● WORK REQUIRED
Revise the lines from the line with "pedestrian, one per instance" up to and including the last line of the entries, changing "dark car" to "black car" and keeping everything else the same.

[Point labeling entries]
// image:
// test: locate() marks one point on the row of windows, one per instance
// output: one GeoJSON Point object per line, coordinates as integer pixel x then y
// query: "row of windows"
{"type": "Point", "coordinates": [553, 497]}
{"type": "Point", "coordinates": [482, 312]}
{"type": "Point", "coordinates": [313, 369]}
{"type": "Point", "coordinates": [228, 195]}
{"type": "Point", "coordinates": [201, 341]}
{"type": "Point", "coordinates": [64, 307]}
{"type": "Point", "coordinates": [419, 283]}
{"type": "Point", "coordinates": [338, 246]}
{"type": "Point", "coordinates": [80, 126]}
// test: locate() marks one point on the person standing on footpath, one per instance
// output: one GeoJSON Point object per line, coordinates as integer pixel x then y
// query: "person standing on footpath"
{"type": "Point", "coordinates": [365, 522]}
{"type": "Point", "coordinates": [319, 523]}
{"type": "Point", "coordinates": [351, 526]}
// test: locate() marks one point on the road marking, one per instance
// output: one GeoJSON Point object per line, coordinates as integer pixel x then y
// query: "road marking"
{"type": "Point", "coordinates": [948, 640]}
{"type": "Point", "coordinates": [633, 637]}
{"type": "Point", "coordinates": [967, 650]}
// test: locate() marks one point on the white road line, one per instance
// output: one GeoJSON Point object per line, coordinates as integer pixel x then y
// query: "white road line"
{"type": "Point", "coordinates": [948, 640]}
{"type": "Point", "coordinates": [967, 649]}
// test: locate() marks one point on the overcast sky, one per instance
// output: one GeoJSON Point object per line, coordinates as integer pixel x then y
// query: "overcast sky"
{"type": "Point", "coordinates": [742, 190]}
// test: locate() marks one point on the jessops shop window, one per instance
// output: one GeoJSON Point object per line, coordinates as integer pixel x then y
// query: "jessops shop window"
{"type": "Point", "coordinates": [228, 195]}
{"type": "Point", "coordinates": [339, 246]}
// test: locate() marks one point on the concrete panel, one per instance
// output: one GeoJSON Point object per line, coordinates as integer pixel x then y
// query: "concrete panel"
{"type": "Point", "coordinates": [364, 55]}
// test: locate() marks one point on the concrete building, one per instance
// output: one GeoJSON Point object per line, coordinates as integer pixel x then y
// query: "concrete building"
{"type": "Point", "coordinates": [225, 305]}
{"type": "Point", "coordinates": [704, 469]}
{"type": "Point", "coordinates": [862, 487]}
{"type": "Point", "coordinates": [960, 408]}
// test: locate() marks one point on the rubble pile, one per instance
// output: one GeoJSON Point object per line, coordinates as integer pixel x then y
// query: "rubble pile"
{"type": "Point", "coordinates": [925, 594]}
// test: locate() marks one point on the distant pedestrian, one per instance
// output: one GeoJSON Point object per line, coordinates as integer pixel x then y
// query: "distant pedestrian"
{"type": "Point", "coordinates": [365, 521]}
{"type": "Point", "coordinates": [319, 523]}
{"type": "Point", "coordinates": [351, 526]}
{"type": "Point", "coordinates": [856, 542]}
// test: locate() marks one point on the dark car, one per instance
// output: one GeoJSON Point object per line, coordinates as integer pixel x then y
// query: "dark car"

● RESPONSE TO THIS EXERCISE
// test: locate() marks one point on the distant pedestrian, one per instance
// output: one GeoJSON Point object per line, coordinates as integer pixel x then y
// query: "distant pedestrian"
{"type": "Point", "coordinates": [365, 521]}
{"type": "Point", "coordinates": [319, 523]}
{"type": "Point", "coordinates": [351, 526]}
{"type": "Point", "coordinates": [856, 542]}
// test: locate() marks one point on the black car, one per instance
// output: one GeoJSON Point object per line, coordinates as integer pixel x then y
// query: "black car"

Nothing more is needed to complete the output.